— START OF Entries provided —

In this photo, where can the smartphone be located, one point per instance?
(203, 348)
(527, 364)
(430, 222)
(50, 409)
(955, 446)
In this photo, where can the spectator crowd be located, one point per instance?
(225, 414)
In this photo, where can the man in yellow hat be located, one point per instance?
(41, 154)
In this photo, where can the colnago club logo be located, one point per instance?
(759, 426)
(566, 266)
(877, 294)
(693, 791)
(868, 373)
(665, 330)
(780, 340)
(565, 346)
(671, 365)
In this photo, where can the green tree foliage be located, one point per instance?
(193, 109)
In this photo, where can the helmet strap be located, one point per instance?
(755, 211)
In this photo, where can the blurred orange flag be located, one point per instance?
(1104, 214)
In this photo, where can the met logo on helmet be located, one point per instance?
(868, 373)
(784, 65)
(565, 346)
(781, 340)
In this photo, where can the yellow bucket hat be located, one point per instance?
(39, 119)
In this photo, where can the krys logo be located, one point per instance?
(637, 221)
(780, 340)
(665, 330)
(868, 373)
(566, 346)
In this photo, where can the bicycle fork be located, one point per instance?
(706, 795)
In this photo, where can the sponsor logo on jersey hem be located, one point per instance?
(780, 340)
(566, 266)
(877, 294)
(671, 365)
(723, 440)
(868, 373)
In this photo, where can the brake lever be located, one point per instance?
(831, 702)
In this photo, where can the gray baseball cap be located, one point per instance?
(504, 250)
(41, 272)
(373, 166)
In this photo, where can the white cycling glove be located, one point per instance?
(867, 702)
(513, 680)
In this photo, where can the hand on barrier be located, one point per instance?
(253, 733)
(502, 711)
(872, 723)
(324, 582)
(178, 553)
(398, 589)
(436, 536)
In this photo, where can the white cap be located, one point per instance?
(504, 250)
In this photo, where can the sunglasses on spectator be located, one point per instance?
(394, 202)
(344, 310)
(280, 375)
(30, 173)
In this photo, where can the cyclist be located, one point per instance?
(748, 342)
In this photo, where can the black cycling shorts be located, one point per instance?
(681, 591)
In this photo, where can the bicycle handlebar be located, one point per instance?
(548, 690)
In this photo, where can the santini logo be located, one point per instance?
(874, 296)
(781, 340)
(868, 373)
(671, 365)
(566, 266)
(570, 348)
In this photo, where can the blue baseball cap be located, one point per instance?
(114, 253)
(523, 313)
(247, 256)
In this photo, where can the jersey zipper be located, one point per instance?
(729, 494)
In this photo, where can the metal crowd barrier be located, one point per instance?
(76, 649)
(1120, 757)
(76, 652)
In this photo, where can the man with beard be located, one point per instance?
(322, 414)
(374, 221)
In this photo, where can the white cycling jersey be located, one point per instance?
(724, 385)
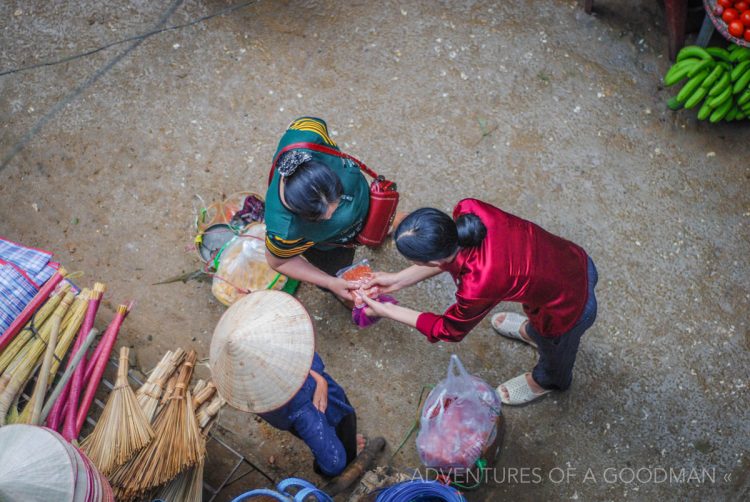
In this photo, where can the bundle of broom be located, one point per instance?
(95, 371)
(188, 485)
(150, 392)
(177, 443)
(123, 427)
(34, 305)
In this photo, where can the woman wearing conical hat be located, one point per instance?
(263, 361)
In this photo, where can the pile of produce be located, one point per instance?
(161, 437)
(39, 465)
(717, 77)
(458, 420)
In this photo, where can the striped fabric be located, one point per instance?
(23, 271)
(16, 291)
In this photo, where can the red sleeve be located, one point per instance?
(458, 320)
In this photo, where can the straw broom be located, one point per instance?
(177, 443)
(207, 413)
(188, 485)
(35, 324)
(122, 429)
(26, 365)
(150, 392)
(34, 305)
(55, 419)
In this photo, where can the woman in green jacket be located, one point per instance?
(316, 204)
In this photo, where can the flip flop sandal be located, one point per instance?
(511, 326)
(519, 391)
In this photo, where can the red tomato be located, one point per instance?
(730, 15)
(736, 28)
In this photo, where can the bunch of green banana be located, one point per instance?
(718, 77)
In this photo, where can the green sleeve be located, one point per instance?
(286, 248)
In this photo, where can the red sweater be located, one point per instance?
(518, 261)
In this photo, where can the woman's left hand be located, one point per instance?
(375, 308)
(320, 396)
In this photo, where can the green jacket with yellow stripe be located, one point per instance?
(289, 235)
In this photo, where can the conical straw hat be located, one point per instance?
(262, 351)
(34, 465)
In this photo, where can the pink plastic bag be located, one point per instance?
(458, 420)
(361, 319)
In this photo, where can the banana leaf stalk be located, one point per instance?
(40, 337)
(72, 392)
(34, 305)
(75, 360)
(23, 371)
(108, 339)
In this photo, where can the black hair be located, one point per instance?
(310, 189)
(429, 234)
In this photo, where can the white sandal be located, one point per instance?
(519, 391)
(511, 326)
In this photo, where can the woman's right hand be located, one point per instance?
(387, 282)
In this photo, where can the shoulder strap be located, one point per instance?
(322, 149)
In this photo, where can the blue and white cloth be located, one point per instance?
(23, 271)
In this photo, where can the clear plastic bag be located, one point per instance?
(458, 420)
(243, 267)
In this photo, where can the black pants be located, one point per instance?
(330, 261)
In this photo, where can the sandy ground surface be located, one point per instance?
(551, 114)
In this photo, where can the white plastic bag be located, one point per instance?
(243, 267)
(458, 420)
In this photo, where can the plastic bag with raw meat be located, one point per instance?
(458, 420)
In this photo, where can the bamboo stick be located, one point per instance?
(23, 371)
(56, 416)
(59, 347)
(150, 392)
(71, 395)
(80, 352)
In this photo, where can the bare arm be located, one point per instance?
(302, 270)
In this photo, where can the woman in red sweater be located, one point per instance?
(494, 257)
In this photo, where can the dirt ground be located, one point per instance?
(536, 107)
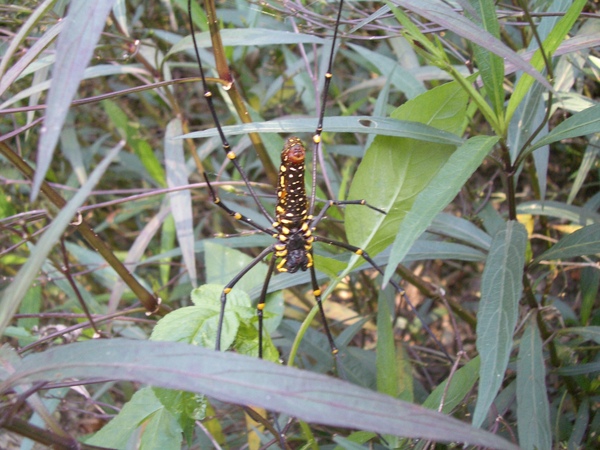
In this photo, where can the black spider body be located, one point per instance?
(292, 218)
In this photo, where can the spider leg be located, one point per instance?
(359, 251)
(330, 203)
(236, 215)
(261, 305)
(317, 294)
(232, 283)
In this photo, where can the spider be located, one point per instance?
(294, 223)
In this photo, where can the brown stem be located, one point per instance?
(232, 91)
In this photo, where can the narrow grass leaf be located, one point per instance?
(76, 42)
(234, 378)
(585, 241)
(180, 200)
(387, 375)
(31, 54)
(580, 124)
(533, 412)
(449, 19)
(550, 44)
(501, 289)
(354, 124)
(490, 65)
(18, 39)
(560, 210)
(461, 229)
(461, 384)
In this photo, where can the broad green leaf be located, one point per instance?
(461, 384)
(394, 170)
(501, 289)
(442, 189)
(409, 127)
(181, 200)
(550, 44)
(146, 411)
(131, 133)
(579, 124)
(585, 241)
(14, 293)
(84, 23)
(533, 412)
(234, 378)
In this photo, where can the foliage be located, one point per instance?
(476, 131)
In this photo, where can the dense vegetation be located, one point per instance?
(481, 148)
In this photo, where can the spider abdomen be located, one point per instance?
(292, 205)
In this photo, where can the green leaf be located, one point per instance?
(239, 379)
(585, 241)
(343, 124)
(591, 333)
(394, 170)
(461, 384)
(159, 427)
(442, 189)
(490, 65)
(580, 124)
(501, 289)
(576, 214)
(387, 370)
(533, 412)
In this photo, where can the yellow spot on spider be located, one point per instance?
(280, 267)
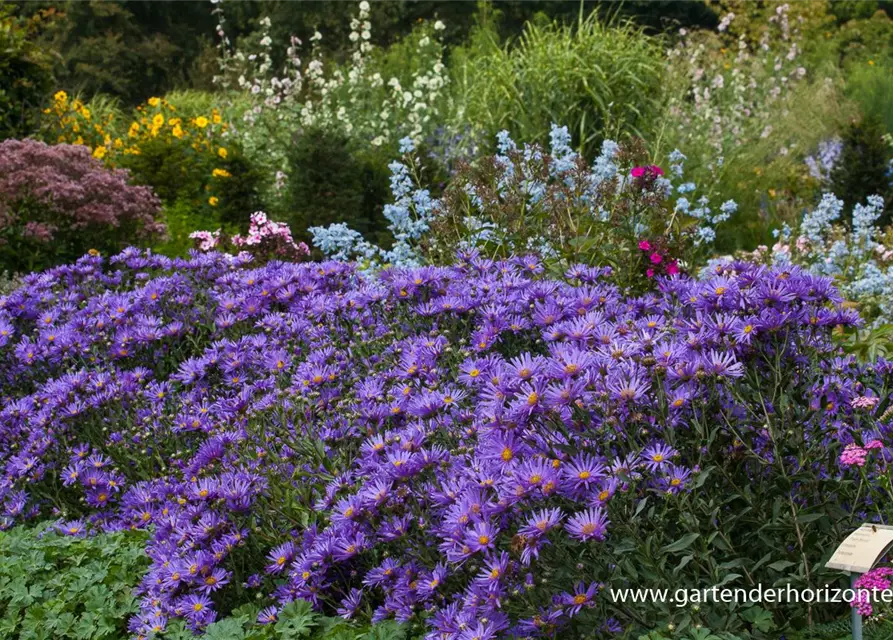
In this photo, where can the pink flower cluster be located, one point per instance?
(661, 263)
(864, 402)
(265, 239)
(868, 583)
(263, 229)
(854, 455)
(206, 240)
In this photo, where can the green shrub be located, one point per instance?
(870, 86)
(331, 181)
(25, 76)
(862, 168)
(600, 80)
(54, 586)
(181, 175)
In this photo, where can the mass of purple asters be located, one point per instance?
(410, 445)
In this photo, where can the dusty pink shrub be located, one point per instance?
(57, 202)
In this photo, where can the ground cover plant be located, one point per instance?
(401, 320)
(433, 445)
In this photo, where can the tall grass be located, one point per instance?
(598, 78)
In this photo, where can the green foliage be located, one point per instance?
(870, 86)
(330, 180)
(295, 621)
(54, 586)
(181, 219)
(862, 168)
(25, 75)
(127, 48)
(599, 80)
(181, 175)
(394, 19)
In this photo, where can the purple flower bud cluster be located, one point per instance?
(419, 442)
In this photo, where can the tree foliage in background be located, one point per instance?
(25, 73)
(130, 49)
(330, 182)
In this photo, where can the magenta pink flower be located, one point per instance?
(853, 455)
(875, 580)
(651, 171)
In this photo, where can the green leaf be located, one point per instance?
(226, 629)
(682, 543)
(781, 565)
(759, 618)
(296, 620)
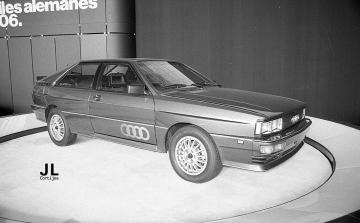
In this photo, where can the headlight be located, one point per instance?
(268, 127)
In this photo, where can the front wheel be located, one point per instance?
(193, 155)
(59, 130)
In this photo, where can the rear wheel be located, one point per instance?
(59, 130)
(193, 155)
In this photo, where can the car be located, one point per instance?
(166, 106)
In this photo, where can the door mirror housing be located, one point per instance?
(136, 89)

— END OF Entries provided —

§ **Task details**
Present the part of the data above that opens with the line containing "In this photo, where can the dusty" and runs to the end of the data as a Markdown table with columns Row and Text, numbering each line and skipping blank ones. Leave the pictures out of the table.

§ **Worked solution**
| Row | Text |
|---|---|
| 1 | In this photo, where can the dusty pink shrub be located, one point per instance? |
| 2 | (57, 202) |
| 3 | In this photo, where can the ground cover plant be located, one point per instance? |
| 4 | (401, 320) |
| 5 | (433, 445) |
| 6 | In this photo, where can the tall grass be located, one point per instance? |
| 7 | (598, 78) |
| 8 | In this photo, where can the green foliage be located, one point per instance? |
| 9 | (870, 86) |
| 10 | (330, 180) |
| 11 | (295, 621) |
| 12 | (54, 586) |
| 13 | (181, 219) |
| 14 | (862, 168) |
| 15 | (25, 75) |
| 16 | (127, 48) |
| 17 | (599, 80) |
| 18 | (181, 175) |
| 19 | (394, 19) |
| 20 | In this photo, where can the purple flower bud cluster be located, one point per instance? |
| 21 | (419, 442) |
| 22 | In this photo, where can the tree foliage in background be located, one point per instance? |
| 23 | (25, 73) |
| 24 | (130, 49) |
| 25 | (330, 182) |
| 26 | In this photo, where can the magenta pink flower be located, one point per instance? |
| 27 | (853, 455) |
| 28 | (875, 580) |
| 29 | (651, 171) |
| 30 | In this photo, where can the green leaf be located, one point per instance? |
| 31 | (226, 629) |
| 32 | (682, 543) |
| 33 | (781, 565) |
| 34 | (759, 618) |
| 35 | (296, 620) |
| 36 | In this photo, where can the headlight be located, one point per instance? |
| 37 | (268, 127) |
| 38 | In this photo, where can the front wheel be located, one point per instance? |
| 39 | (193, 155) |
| 40 | (59, 130) |
| 41 | In this photo, where can the rear wheel be located, one point per instance? |
| 42 | (59, 130) |
| 43 | (193, 155) |
| 44 | In this photo, where can the car be located, one point per instance? |
| 45 | (166, 106) |
| 46 | In this photo, where can the door mirror housing be located, one point per instance? |
| 47 | (136, 89) |